A run of records:
>> begin

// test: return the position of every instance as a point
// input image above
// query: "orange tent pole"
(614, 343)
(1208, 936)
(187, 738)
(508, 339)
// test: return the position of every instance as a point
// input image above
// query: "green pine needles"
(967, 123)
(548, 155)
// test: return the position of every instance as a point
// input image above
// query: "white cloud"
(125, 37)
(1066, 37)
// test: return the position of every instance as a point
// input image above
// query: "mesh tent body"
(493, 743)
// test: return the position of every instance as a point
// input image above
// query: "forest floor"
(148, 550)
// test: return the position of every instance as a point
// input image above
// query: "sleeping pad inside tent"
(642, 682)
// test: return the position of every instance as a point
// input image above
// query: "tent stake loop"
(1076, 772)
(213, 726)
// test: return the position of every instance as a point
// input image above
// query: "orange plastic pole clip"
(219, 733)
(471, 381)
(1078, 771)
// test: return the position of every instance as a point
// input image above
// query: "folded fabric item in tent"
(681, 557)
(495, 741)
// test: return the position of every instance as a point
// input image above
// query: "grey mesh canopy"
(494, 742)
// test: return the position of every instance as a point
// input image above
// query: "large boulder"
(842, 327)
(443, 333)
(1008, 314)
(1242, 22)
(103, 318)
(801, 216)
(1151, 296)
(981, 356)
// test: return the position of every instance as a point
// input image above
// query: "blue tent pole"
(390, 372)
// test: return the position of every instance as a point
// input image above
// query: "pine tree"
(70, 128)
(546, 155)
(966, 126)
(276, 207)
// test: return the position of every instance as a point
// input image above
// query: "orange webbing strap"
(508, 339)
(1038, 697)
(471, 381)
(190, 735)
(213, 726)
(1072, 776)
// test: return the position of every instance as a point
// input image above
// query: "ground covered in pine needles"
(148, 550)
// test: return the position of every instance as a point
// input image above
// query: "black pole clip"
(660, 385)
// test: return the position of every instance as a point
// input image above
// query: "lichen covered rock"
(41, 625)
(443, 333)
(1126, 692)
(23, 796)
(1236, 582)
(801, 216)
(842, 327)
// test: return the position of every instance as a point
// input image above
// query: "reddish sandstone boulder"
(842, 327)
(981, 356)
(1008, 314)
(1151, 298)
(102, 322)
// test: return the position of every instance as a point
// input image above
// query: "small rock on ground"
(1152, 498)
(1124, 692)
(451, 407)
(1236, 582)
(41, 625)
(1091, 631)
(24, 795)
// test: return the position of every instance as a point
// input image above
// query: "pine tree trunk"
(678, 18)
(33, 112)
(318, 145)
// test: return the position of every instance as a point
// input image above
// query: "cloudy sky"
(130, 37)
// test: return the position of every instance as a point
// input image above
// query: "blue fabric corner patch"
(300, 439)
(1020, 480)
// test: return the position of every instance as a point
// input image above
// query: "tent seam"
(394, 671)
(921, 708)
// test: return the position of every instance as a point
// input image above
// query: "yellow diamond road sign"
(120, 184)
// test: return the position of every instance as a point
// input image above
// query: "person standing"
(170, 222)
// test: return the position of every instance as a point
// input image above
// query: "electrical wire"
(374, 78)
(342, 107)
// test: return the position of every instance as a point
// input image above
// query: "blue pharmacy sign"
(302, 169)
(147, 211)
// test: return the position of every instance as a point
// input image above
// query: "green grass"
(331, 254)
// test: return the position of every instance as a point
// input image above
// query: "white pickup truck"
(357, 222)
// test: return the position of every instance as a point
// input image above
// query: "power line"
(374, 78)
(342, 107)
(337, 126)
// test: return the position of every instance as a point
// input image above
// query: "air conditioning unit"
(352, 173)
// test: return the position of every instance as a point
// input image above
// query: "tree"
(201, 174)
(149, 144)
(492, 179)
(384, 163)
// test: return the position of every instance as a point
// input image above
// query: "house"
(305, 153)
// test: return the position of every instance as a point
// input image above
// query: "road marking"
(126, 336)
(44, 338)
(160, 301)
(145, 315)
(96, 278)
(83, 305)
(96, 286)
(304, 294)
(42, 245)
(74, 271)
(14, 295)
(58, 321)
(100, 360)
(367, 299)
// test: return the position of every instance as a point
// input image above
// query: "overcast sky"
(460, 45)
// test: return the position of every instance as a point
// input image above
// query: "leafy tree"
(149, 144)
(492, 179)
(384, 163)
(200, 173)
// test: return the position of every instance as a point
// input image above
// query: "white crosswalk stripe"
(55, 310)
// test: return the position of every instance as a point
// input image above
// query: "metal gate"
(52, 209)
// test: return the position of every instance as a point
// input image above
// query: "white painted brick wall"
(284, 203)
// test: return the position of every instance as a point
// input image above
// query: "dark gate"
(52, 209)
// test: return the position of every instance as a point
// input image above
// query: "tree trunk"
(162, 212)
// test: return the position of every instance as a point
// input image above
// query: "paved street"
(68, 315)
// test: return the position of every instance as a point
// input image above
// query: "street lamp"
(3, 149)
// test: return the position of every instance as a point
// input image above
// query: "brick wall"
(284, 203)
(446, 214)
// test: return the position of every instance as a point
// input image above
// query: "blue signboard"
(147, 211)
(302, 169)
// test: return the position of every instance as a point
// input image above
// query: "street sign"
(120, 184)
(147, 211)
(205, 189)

>> end

* What is required *
Repeat every line of the data, exactly and in full.

* Solved exercise *
// test: return the position of every instance as a point
// input image above
// query: "orange tent pole"
(614, 343)
(1208, 936)
(187, 738)
(508, 339)
// test: return the position of every instance as a point
// input image above
// query: "green pine needles"
(967, 123)
(548, 155)
// test: return the position of every instance as a point
// input image above
// query: "white cloud"
(125, 37)
(1066, 37)
// test: return the position of every instance as a point
// input image above
// query: "mesh tent body"
(493, 743)
// test: return the position of every instance as a point
// input image above
// query: "forest floor"
(148, 550)
// test: return the position of every instance as a point
// input image above
// query: "sleeping pad inside tent"
(642, 682)
// test: return the position of every instance as a point
// input image above
// query: "tent stake loop"
(1076, 772)
(213, 726)
// test: return the position of every instance as a point
// input image above
// query: "orange plastic pole clip"
(219, 733)
(471, 381)
(1078, 771)
// test: return the position of every instance as a point
// input image above
// query: "folded fabric item in tent"
(681, 557)
(495, 741)
// test: return the position of every instance as a point
// input image above
// query: "grey mesh canopy"
(494, 742)
// test: return the position of every instance as a point
// input image above
// query: "large boulder"
(842, 327)
(443, 333)
(1008, 314)
(1242, 22)
(103, 318)
(801, 216)
(1151, 296)
(981, 356)
// test: return the position of every instance as a point
// input image above
// query: "blue tent pole"
(390, 372)
// test: return the position of every instance as a point
// input image above
// query: "pine tree"
(70, 128)
(546, 155)
(966, 126)
(276, 207)
// test: return the position of every instance as a point
// input image above
// query: "orange webbing strap"
(508, 339)
(1038, 697)
(471, 381)
(190, 735)
(213, 726)
(1072, 776)
// test: return the position of every instance as a point
// input image above
// query: "ground covered in pine needles"
(148, 550)
// test: return the position of every instance as a point
// input image above
// query: "black pole clip"
(660, 385)
// test: return the position of every instance as a point
// input image above
// query: "lichen covered rock"
(41, 625)
(443, 333)
(1126, 692)
(23, 796)
(1236, 582)
(801, 216)
(842, 327)
// test: return the position of every instance as a point
// input image above
// query: "reddish sandstone boulder"
(842, 327)
(981, 356)
(1008, 314)
(1151, 298)
(102, 322)
// test: return the position of every instance as a point
// input image above
// query: "small rock on ground"
(1152, 498)
(1124, 692)
(451, 407)
(1236, 582)
(41, 625)
(1091, 631)
(24, 795)
// test: return the position of every instance as a point
// input image above
// query: "pine tree trunk"
(678, 18)
(33, 112)
(318, 145)
// test: return the position of every instance as a point
// input image above
// query: "cloudy sky"
(130, 37)
// test: return the position of every instance as a point
// input image above
// query: "blue fabric corner patch"
(300, 439)
(1020, 480)
// test: return the position of every instance as a point
// input image above
// query: "tent seam"
(394, 671)
(921, 708)
// test: return the position of every instance as a point
// input image above
// query: "yellow diamond road sign"
(120, 184)
// test: return the position of every instance as a point
// input image above
// query: "person standing"
(170, 222)
// test: return the position of every instance as a point
// input image above
// query: "electrical wire"
(374, 78)
(342, 107)
// test: return the position of every instance as a point
// input image above
// query: "blue pharmacy sign"
(302, 169)
(147, 211)
// test: return the position of every instance as a point
// input image above
// query: "green grass"
(331, 254)
// test: return the position of every instance as a point
// input image above
// query: "white pickup truck"
(357, 222)
// test: return the position of every instance as a point
// input image above
// query: "power line"
(374, 78)
(342, 107)
(337, 126)
// test: return the position of every instance as a point
// input image above
// query: "air conditioning unit"
(352, 173)
// test: return the position of every instance as a point
// input image above
// query: "tree"
(201, 174)
(149, 144)
(492, 179)
(384, 163)
// test: return the position of every instance as a point
// input image above
// query: "house"
(305, 153)
// test: return the position of every instance as a point
// input image above
// query: "road marking"
(126, 336)
(44, 338)
(160, 301)
(145, 315)
(96, 278)
(83, 305)
(96, 286)
(304, 294)
(42, 245)
(74, 271)
(14, 295)
(58, 321)
(100, 360)
(367, 299)
// test: return the position of every instance as a point
// input image above
// query: "overcast sky"
(460, 45)
// test: return the position of every instance as a point
// input image above
// query: "leafy tree"
(149, 144)
(492, 179)
(384, 163)
(200, 173)
// test: return the position of every instance as a point
// input image above
// query: "white crosswalk stripe"
(55, 310)
// test: return the position of every instance as a point
// input image above
// query: "metal gate"
(52, 209)
// test: return the position of every instance as a point
// input image above
// query: "white painted brick wall"
(284, 203)
// test: return the position of every instance as a point
// input image above
// query: "dark gate"
(52, 209)
// test: return the position of every instance as a point
// input image above
// query: "tree trunk"
(162, 212)
// test: return the position of every instance as a point
// input image above
// query: "paved street"
(68, 315)
// test: return the position of every instance as a point
// input image above
// query: "street lamp"
(3, 149)
// test: return the position of every instance as a point
// input image above
// query: "brick wall"
(284, 203)
(446, 214)
// test: return the position of every instance as a point
// input image above
// query: "blue signboard"
(147, 211)
(302, 169)
// test: return the position of every instance as a point
// input image above
// query: "street sign"
(120, 184)
(147, 211)
(205, 189)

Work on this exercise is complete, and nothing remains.